Make an exact copy of all the records, one that contains none of the pictures.
════
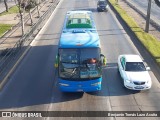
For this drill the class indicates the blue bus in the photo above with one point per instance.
(79, 59)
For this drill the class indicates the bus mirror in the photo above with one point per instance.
(103, 60)
(56, 62)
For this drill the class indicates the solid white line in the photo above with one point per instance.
(5, 80)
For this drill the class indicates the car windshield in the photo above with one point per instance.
(79, 63)
(135, 66)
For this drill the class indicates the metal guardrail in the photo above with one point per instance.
(15, 27)
(11, 55)
(152, 22)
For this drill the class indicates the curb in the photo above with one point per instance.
(136, 40)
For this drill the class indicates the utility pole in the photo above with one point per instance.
(148, 16)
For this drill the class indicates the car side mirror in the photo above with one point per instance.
(148, 68)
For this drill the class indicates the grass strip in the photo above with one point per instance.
(151, 43)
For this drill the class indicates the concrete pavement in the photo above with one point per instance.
(2, 6)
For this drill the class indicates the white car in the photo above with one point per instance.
(134, 73)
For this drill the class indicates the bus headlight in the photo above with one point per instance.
(95, 84)
(63, 84)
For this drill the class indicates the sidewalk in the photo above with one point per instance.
(9, 39)
(2, 6)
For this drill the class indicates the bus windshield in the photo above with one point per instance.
(78, 64)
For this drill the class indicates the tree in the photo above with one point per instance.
(6, 5)
(157, 2)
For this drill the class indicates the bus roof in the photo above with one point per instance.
(79, 37)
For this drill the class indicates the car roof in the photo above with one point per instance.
(133, 58)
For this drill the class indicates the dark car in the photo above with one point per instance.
(102, 5)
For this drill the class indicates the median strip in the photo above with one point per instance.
(150, 42)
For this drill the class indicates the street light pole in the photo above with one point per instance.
(148, 16)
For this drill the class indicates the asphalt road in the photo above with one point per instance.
(33, 86)
(142, 5)
(2, 6)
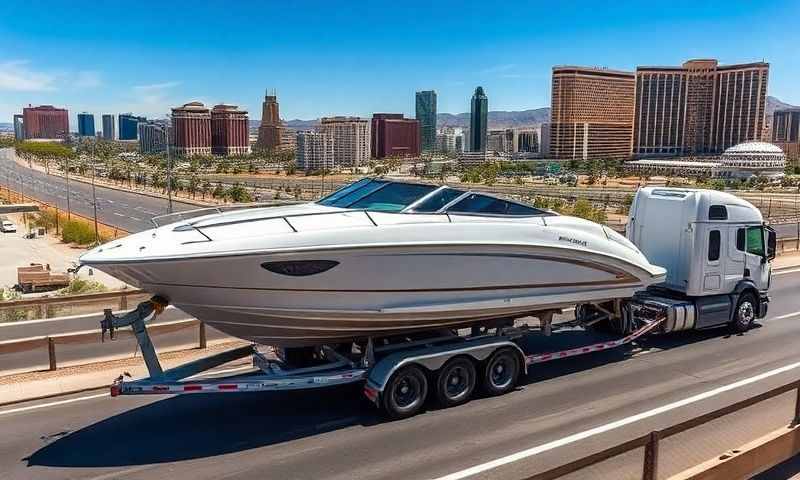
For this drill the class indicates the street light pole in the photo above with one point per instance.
(94, 198)
(169, 175)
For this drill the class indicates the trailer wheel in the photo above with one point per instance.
(501, 372)
(405, 392)
(745, 313)
(455, 382)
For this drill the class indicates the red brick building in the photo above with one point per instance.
(191, 126)
(45, 121)
(229, 131)
(394, 136)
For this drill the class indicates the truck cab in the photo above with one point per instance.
(716, 249)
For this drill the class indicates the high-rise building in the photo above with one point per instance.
(270, 132)
(591, 113)
(544, 139)
(45, 121)
(786, 133)
(351, 139)
(478, 121)
(229, 131)
(394, 136)
(191, 130)
(314, 151)
(152, 137)
(86, 125)
(698, 108)
(19, 127)
(128, 126)
(109, 130)
(426, 116)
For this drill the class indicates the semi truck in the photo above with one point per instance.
(715, 246)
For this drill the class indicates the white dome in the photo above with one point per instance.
(754, 147)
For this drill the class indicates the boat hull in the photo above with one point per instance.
(379, 291)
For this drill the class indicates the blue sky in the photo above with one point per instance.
(361, 57)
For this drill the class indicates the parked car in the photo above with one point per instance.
(8, 226)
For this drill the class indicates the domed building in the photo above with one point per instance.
(750, 159)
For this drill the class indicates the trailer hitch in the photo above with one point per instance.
(136, 319)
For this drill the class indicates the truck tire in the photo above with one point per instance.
(745, 313)
(501, 371)
(455, 382)
(405, 392)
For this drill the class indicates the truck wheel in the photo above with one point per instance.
(405, 392)
(745, 313)
(501, 372)
(455, 382)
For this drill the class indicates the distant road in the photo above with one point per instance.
(126, 210)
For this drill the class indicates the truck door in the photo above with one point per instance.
(713, 270)
(756, 265)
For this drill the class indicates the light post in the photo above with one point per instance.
(94, 198)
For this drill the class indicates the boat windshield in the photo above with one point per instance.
(377, 195)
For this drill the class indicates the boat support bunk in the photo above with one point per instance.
(396, 376)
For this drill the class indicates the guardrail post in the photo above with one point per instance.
(650, 468)
(202, 335)
(51, 352)
(796, 420)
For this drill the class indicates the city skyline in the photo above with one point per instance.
(151, 72)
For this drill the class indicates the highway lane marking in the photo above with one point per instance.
(523, 454)
(784, 272)
(53, 404)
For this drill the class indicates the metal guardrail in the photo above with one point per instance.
(650, 441)
(92, 336)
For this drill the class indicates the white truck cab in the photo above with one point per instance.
(716, 249)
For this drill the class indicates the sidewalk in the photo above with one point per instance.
(35, 385)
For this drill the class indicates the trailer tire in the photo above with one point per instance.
(501, 371)
(405, 392)
(745, 313)
(455, 382)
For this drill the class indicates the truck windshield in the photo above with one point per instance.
(755, 241)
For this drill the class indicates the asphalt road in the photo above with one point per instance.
(129, 211)
(123, 347)
(334, 434)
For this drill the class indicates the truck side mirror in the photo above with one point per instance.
(772, 241)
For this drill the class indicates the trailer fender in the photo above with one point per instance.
(432, 359)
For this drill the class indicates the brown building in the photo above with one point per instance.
(394, 136)
(786, 133)
(191, 126)
(592, 113)
(229, 131)
(698, 108)
(270, 132)
(45, 121)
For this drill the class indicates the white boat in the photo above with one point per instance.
(376, 258)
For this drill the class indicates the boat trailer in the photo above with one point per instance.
(432, 354)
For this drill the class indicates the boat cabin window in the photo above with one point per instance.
(438, 200)
(476, 203)
(393, 197)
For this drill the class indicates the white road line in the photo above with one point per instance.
(784, 272)
(52, 404)
(483, 467)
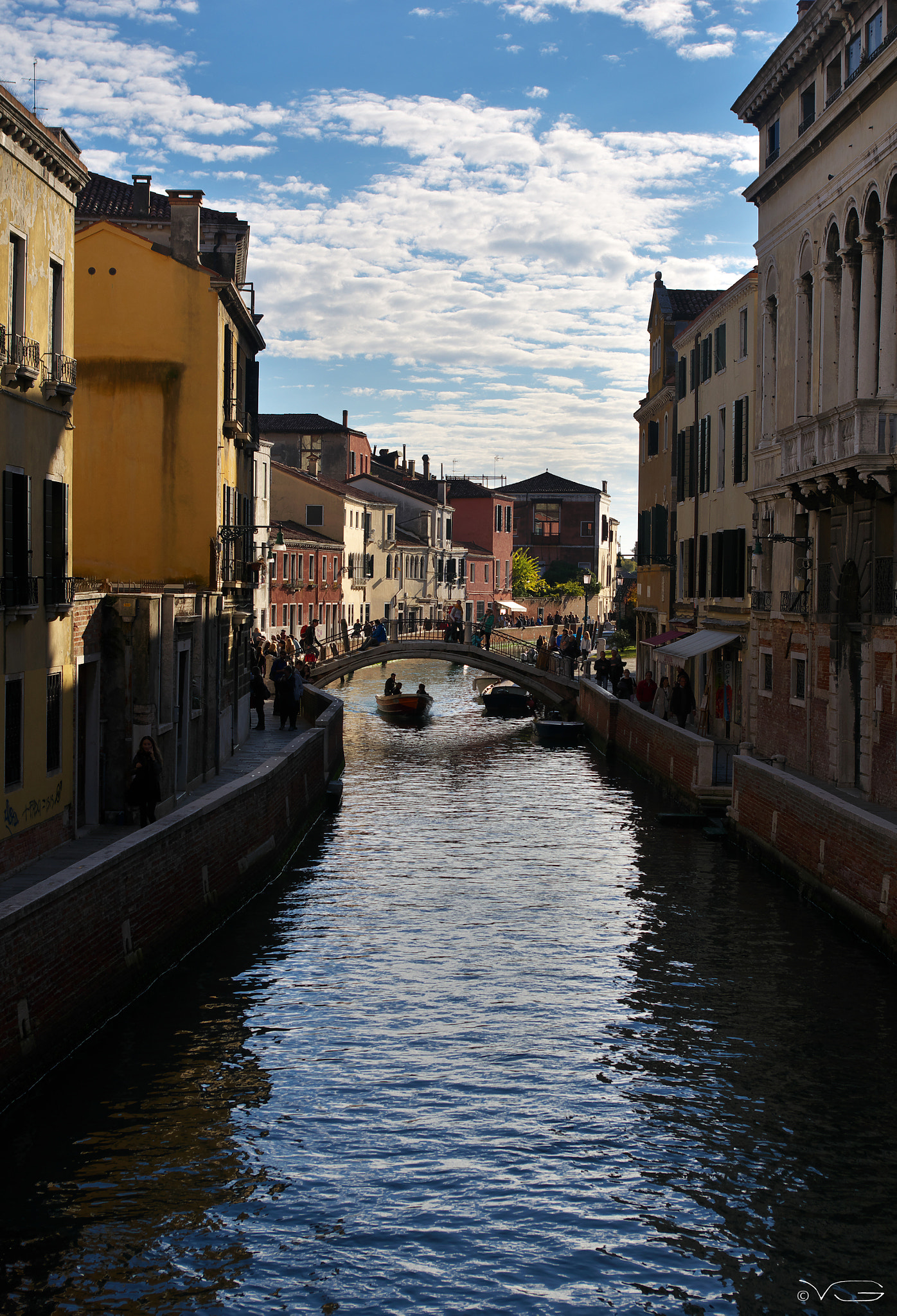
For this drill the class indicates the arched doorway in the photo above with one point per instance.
(850, 665)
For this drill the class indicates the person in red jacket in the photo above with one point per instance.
(645, 693)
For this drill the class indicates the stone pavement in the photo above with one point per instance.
(260, 748)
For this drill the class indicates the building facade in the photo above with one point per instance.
(41, 177)
(673, 310)
(824, 635)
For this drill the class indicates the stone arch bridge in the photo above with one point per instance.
(507, 659)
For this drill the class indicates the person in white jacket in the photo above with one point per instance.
(661, 707)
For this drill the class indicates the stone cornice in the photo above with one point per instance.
(25, 136)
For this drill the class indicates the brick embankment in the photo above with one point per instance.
(83, 943)
(839, 855)
(677, 760)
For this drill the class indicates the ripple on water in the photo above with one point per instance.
(497, 1044)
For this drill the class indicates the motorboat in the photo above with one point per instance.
(553, 731)
(404, 706)
(508, 698)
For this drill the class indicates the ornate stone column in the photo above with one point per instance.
(850, 280)
(829, 346)
(867, 351)
(768, 399)
(888, 328)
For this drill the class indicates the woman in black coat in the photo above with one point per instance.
════
[EXERCISE RESULT]:
For this drill the class indicates the blue bus in the photo above with one point per instance.
(79, 59)
For this drill the class indicates the bus mirror in the photo above with one point per instance.
(103, 60)
(56, 62)
For this drill the class indicates the solid white line in the photo above with one point per instance.
(5, 80)
For this drill the class indicates the car windshield in the photo above with one point per instance.
(79, 63)
(135, 66)
For this drill the class indicates the metal guardrail in the photo above with one point per instance.
(15, 27)
(11, 55)
(152, 22)
For this drill the class indicates the curb in the photo above with one point per instance.
(136, 40)
For this drill the class indicates the utility pole in the photo above with one point per instance.
(148, 16)
For this drill the class indicates the car side mirror in the photo above with one point per instance.
(148, 68)
For this drill the class indicates the grass strip in the photo above with one point per instance.
(151, 43)
For this drill the class indicates the concrete pavement in the photo above with one point per instance.
(2, 6)
For this drill the class indicates the white car in the photo above with one point per instance.
(134, 73)
For this drill the class indicates the bus headlight in the photo above with one point per instance.
(95, 84)
(63, 84)
For this drill the class indicates the sidewalk in the photo above with one point per instance.
(9, 39)
(2, 6)
For this drill the class indicates the bus windshield in the photo above with one point per instance.
(78, 64)
For this drill the class indicates the tree in the photo above with one point per instance.
(6, 5)
(157, 2)
For this drill the class indicates the bus roof in the photo above with one point per instance.
(79, 37)
For this drill the class indicates the car roof in the photo above with one point per instance.
(133, 58)
For this drill the class indicates the dark car in the photo above with one point per instance.
(102, 5)
For this drill the class indicates the median strip in the photo above with one point per instance.
(150, 42)
For this drill the class indicates the street light pole in the photo above with one point per instance.
(148, 16)
For this drill the class indicates the asphalt road in the photo above with one point per instance.
(33, 86)
(142, 5)
(2, 6)
For this drill the class indicates the street light pole in the photo above with one point per instance.
(94, 198)
(169, 175)
For this drill the class indicates the trailer wheel in the photo above with one point per instance.
(501, 372)
(405, 392)
(745, 313)
(455, 382)
For this drill the class indicates the red brick building in the photo above with one point per instance.
(191, 126)
(45, 121)
(229, 131)
(394, 136)
For this drill the class indicates the truck cab in the photo above with one point per instance.
(716, 249)
For this drill the class indicates the high-rise building in the photo above with one point per instance.
(270, 132)
(591, 113)
(544, 139)
(45, 121)
(786, 133)
(351, 139)
(478, 121)
(229, 131)
(394, 136)
(191, 130)
(314, 151)
(152, 137)
(86, 125)
(698, 108)
(19, 127)
(128, 126)
(109, 130)
(426, 116)
For this drill the class indicates the semi truck in the photo above with one point per instance.
(715, 246)
For this drill the class indicates the white dome in the photo above with one point per instance.
(754, 147)
For this drill the class indicates the boat hull in the photo above with one point per instance.
(379, 291)
For this drill the class indicates the blue sky in the photo above with one point per instance.
(361, 57)
For this drill the class indicates the parked car in the photo above with one point per instance.
(8, 226)
For this drill the class indicates the domed building in the photo above with one point per instance.
(750, 159)
For this drill the class indicates the trailer hitch in the photo above with one point per instance.
(136, 319)
For this drill the class indicates the truck tire in the photo above with one point per instance.
(745, 313)
(501, 371)
(455, 382)
(405, 392)
For this drill the class indicates the truck wheel in the photo above with one point per instance.
(405, 392)
(745, 313)
(501, 372)
(455, 382)
For this drill the class indicates the distant road in the photo above with one point per instance.
(126, 210)
For this drill the class indicates the truck door in the photo above with one point per instance.
(713, 270)
(756, 265)
For this drill the class indicates the light post in the photo above with one point per instance.
(94, 198)
For this drill the class indicates the boat windshield in the photo above with one point per instance.
(377, 195)
For this drill the class indicates the boat support bunk in the photo above with one point per instance.
(396, 376)
For this drill the class indicates the guardrail post in the photo above with one point per instance.
(650, 468)
(202, 335)
(51, 352)
(796, 420)
For this drill the class indicates the city skyline in the photo above with one point per instance.
(151, 72)
For this drill the class indicates the highway lane marking in the photo above with one point per instance.
(523, 454)
(784, 272)
(53, 404)
For this drill the class indicates the metal guardrail in the photo above with one point per instance.
(650, 441)
(92, 336)
For this drill the class indicates the white truck cab in the photo above with one point per instance.
(716, 249)
For this drill the class indicates the sidewalk in the photo above with one point per instance.
(35, 385)
For this drill the class indicates the trailer tire in the photo above with one point per instance.
(501, 371)
(405, 392)
(745, 313)
(455, 382)
For this drill the class indicates the truck windshield in the photo above with one point per instance.
(755, 241)
For this drill the class indicates the asphalt road in the photo above with one point per instance.
(129, 211)
(123, 347)
(334, 434)
For this drill the class indicates the truck side mirror in the photo above with one point per instance.
(772, 241)
For this drill the class indicates the trailer fender in the photo above with one point per instance.
(432, 359)
For this drill the class indicates the brown building in the photo above with one point per instance.
(394, 136)
(786, 133)
(191, 126)
(592, 113)
(229, 131)
(698, 108)
(270, 132)
(45, 121)
For this drill the class indicates the white boat in the photo above with one point per instance.
(376, 258)
For this drill the class indicates the boat trailer in the photo above with one point per instance.
(432, 354)
For this drill the class indicates the boat cabin window in the photo above with one point per instance.
(438, 200)
(476, 203)
(393, 197)
For this drill the class indicates the white road line in the photo above with one point per instance.
(784, 272)
(52, 404)
(483, 467)
For this drill the class indicates the arched doorway in the photo above with one point per instance.
(850, 665)
For this drill the class indicates the person in red jacket in the photo above with one point per instance.
(645, 693)
For this drill the class indicates the stone pavement in the photo above with one point per instance.
(260, 748)
For this drill the class indicates the building facade in the photo above with one point per instance.
(41, 177)
(673, 310)
(824, 635)
For this drill the class indicates the stone arch bridge in the photo above with one point per instance.
(507, 659)
For this drill the class indicates the person in white jacket in the photo above with one point per instance.
(661, 707)
For this drill the class indicates the stone cornice in the photo above with one point per instance.
(25, 136)
For this drill the class indicates the brick embankment in the photo above with one point per instance.
(83, 943)
(839, 855)
(677, 760)
For this drill the class indicates the ripple on water in the photo above with one point per instance.
(497, 1044)
For this drill the class indicates the motorboat in the photo above with one point per instance.
(553, 731)
(404, 706)
(508, 698)
For this drill the class indicates the ornate stone column in the photo above with one point per instance.
(850, 280)
(829, 346)
(867, 351)
(768, 399)
(888, 328)
For this drill the class indicates the woman in black coat in the photo above with one point per instance.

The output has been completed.